Per favore, duplica parola per parola il passo del testo sull'estrema destra in Europa che comincia con "Non solo le" e prosegue fino a "con il 35,3%.".

---- TESTO DA LEGGERE

Wilders in Olanda, Le Pen in Francia, AfD in Germania sono più di una spia politica. L’estrema destra cresce in tutta Europa e, di pari passo, cresce anche la responsabilità dei conservatori più moderati a che si trovi un equilibrio europeista e governista. La differenza tra tutti è che solo in Italia c’è stata una Fiuggi e FdI, dopo An, si è evoluta come “destra di governo” e non di protesta. Le europee come laboratorio di compensazione partitica o come momento di rottura?

Non solo le elezioni olandesi, ma anche quelle, rappresentano un dato costante che si è rafforzato e che oggi, alla vigilia di una tornata elettorale europea quantomai significativa, è foriero di analisi per capire chi potrà determinare nuovi scenari e come potranno essere declinati (anche in base ai singoli protagonisti). Due gli elementi su cui riflettere e che, gioco forza, saranno idealmente intrecciati: i numeri di oggi e il ruolo di domani di Giorgia Meloni anche in Ue.

I numeri delle destre

Da un lato il vento di destra, presente in quasi tutti i Paesi europei: Geert Wilders ha ottenuto quasi il 24% alle elezioni di olandesi domenica scorsa, Marine Le Pen secondo l’ultimo sondaggio è accreditata con il suo Rassemblement national al 28%, AfD in Germania è data al 20%, in Polonia il partito più votato alle politiche di un mese fa è stato il Pis con il 35,3%.

--------
---- VOCI

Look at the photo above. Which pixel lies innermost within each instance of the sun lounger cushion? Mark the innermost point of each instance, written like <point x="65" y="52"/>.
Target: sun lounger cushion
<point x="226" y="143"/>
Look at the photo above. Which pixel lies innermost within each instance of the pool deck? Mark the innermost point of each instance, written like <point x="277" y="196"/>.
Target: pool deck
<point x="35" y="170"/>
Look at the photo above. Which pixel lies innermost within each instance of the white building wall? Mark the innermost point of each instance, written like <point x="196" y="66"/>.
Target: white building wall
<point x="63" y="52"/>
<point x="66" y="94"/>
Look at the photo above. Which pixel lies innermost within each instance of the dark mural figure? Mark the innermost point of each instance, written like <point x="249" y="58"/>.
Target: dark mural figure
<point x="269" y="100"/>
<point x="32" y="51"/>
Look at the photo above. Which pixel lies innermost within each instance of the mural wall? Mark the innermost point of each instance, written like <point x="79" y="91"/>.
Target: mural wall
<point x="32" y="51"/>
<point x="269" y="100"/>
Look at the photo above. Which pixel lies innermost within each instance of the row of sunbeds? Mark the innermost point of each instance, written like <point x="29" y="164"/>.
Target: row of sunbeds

--------

> [RISULTATO]
Non solo le elezioni olandesi, ma anche quelle, rappresentano un dato costante che si è rafforzato e che oggi, alla vigilia di una tornata elettorale europea quantomai significativa, è foriero di analisi per capire chi potrà determinare nuovi scenari e come potranno essere declinati (anche in base ai singoli protagonisti). Due gli elementi su cui riflettere e che, gioco forza, saranno idealmente intrecciati: i numeri di oggi e il ruolo di domani di Giorgia Meloni anche in Ue.

I numeri delle destre

Da un lato il vento di destra, presente in quasi tutti i Paesi europei: Geert Wilders ha ottenuto quasi il 24% alle elezioni di olandesi domenica scorsa, Marine Le Pen secondo l’ultimo sondaggio è accreditata con il suo Rassemblement national al 28%, AfD in Germania è data al 20%, in Polonia il partito più votato alle politiche di un mese fa è stato il Pis con il 35,3%.